--- PROVIDED PASSAGE Enclosed Below ---

As the African proverb goes, “Roots do not know what a leaf has in mind”. In many cases, this is true as a healthy soil does not necessarily reflect what is taken up by the crop. A South African North Coast grower recently experienced severely stunted growth on patches of his field, with no clear leaf symptoms. FAS soil analysis revealed acidity was not the culprit and most soil nutrient levels were above threshold, with zinc being marginal. The leaf sample, however, confirmed a definite zinc deficiency on the areas of reduced growth.
For as little as R162, this grower had effectively diagnosed his problem and saved thousands of rands on misdirected application of NPK fertilisers or lime – none of which would have improved yields.
Don’t leaf me behind
FAS offers a comprehensive leaf sampling package for all crops including macadamias, avocadoes, maize and vegetables. To ensure the most reliable interpretations, the best time to take leaf samples is:
• when the crop is growing vigorously (dependent on crop age and area),
• there is no water stress, and
• at least four weeks since the last fertiliser application.
The crop must also be sampled at the correct age, and in the correct month of the year. Ask your local Extension Specialist to assist you with this.
Why should I leaf sample?
- It provides a snapshot of the crop nutrient balance.
- It’s particularly valuable to detect deficiencies of nutrients for which soil tests are not wholly reliable, including nitrogen, sulphur and micronutrients.
- Sampling early in the growth cycle allows for corrective treatment for the current crop.
HOW TO turn over a new leaf…
When submitting leaf samples to FAS remember to fill in the leaf submission form correctly. If possible, use the appropriate FAS leaf labels on the samples.
• Ensure adequate leaf material is supplied to the lab for analysis (typically 200-250 g fresh leaves per sample).
• Leaves with discoloration or from areas of poor/patchy growth must be submitted separately. Do not mix these samples with healthy, green leaves.
• Do not store/submit samples in a sealed plastic bag as they might go mouldy. Also, do not submit your samples in an old fertiliser bag. Fertiliser nutrient contamination could ruin your results. Leaf sampling is easy to do. Conducted routinely, it can help to obtain maximum possible yields through optimal nutrition. If done as a means of trouble-shooting, leaf sampling can save large sums of money by helping to identify particular nutrient deficiencies.

--- End of Enclosed PROVIDED PASSAGE ---

__EXERCISE DESCRIPTION__
Reproduce word for word the part of the leaf sampling passage between "The crop must" and "I leaf sample?", inclusive. The records that follow were drawn from a different source than the passage on leaf sampling.

--- SUPPLIED INFORMATION Enclosed Below ---

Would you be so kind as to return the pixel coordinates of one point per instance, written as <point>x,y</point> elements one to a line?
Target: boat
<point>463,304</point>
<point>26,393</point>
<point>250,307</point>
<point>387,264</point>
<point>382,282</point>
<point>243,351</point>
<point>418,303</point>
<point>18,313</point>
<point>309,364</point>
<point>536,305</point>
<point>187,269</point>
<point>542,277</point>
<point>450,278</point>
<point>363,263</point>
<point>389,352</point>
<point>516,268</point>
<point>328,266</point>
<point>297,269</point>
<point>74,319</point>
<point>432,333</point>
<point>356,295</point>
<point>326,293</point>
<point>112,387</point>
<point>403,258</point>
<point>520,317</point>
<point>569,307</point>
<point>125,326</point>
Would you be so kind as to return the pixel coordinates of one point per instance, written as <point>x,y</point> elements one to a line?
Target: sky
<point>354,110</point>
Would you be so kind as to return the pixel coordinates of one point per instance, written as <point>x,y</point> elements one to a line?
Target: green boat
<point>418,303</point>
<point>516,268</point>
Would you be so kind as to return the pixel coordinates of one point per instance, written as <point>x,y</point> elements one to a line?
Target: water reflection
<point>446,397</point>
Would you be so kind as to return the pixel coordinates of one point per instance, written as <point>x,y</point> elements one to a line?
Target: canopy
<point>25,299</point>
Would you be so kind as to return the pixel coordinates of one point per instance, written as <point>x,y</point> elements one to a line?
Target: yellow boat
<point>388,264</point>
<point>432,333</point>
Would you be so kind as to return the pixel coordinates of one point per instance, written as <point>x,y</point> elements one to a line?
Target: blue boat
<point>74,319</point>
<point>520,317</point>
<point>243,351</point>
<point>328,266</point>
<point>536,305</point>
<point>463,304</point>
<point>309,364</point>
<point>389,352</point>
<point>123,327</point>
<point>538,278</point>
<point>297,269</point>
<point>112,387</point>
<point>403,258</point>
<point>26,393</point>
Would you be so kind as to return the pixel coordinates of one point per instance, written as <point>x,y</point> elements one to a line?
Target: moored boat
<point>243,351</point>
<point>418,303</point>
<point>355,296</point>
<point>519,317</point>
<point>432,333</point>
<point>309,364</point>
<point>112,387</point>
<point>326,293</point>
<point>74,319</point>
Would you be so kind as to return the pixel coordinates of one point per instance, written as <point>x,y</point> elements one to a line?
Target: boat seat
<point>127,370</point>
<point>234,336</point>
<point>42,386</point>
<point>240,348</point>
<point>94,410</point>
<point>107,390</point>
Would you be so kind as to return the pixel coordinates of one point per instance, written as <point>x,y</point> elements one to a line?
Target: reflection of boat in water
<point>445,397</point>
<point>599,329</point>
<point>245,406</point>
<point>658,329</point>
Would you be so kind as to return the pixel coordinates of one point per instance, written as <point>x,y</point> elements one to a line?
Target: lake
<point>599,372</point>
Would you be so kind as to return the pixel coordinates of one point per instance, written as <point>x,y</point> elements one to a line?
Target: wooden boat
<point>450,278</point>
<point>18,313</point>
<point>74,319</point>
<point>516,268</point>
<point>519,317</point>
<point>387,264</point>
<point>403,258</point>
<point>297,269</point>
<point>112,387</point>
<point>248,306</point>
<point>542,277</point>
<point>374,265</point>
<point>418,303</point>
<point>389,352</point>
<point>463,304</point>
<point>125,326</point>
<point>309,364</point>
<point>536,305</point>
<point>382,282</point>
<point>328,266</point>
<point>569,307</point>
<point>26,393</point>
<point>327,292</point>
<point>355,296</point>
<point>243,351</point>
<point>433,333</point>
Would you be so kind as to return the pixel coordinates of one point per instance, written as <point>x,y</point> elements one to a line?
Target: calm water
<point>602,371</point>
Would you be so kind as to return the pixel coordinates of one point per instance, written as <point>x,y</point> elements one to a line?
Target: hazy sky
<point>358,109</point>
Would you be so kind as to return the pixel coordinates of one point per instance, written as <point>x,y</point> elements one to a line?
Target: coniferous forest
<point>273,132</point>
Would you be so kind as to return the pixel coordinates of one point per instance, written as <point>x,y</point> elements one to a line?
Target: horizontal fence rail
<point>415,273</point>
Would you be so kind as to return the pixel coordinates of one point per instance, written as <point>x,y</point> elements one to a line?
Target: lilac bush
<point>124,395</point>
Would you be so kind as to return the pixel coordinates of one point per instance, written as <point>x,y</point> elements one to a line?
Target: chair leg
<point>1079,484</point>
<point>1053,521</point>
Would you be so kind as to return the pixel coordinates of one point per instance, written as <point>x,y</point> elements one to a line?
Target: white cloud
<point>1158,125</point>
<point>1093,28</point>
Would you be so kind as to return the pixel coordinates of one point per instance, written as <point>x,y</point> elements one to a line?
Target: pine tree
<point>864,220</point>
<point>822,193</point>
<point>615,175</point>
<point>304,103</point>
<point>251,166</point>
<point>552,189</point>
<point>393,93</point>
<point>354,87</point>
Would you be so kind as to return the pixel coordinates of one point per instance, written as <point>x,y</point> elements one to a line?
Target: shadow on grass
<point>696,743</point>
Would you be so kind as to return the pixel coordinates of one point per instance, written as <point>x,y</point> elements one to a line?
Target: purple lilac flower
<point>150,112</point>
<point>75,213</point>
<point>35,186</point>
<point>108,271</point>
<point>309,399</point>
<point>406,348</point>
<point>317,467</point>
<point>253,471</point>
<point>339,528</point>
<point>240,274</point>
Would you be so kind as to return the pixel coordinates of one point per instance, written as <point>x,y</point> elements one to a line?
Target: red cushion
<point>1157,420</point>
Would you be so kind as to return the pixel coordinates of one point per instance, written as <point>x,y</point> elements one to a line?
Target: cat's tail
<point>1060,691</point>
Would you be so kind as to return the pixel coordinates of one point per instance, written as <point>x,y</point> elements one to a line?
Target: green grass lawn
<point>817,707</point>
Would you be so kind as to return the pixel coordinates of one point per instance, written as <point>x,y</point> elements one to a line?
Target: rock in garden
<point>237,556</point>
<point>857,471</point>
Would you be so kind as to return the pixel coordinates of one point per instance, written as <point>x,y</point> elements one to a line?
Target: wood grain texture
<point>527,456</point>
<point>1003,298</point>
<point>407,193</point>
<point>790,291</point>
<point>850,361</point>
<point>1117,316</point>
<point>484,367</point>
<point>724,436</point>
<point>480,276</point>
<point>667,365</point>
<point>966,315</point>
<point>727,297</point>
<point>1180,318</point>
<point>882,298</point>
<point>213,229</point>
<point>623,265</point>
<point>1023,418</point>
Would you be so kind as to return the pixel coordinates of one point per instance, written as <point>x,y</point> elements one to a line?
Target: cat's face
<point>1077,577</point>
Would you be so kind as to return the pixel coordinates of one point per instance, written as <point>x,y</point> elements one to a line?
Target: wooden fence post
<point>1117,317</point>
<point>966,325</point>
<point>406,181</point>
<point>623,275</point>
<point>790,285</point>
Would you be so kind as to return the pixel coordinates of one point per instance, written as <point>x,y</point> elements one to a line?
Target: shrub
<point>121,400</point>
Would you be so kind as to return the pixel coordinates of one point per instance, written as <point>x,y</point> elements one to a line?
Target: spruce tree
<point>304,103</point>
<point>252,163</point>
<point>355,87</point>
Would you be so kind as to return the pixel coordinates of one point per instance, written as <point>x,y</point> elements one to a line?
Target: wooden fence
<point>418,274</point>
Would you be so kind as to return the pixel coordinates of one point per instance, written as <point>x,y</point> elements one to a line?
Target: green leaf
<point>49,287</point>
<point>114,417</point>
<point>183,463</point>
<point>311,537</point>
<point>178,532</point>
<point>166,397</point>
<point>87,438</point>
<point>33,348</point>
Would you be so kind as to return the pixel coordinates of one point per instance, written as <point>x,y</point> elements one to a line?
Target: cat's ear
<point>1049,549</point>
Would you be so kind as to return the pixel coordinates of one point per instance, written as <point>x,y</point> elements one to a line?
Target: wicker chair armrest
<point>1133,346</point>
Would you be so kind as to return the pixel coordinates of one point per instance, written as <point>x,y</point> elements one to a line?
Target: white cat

--- End of Enclosed SUPPLIED INFORMATION ---

__EXERCISE ANSWER__
The crop must also be sampled at the correct age, and in the correct month of the year. Ask your local Extension Specialist to assist you with this.
Why should I leaf sample?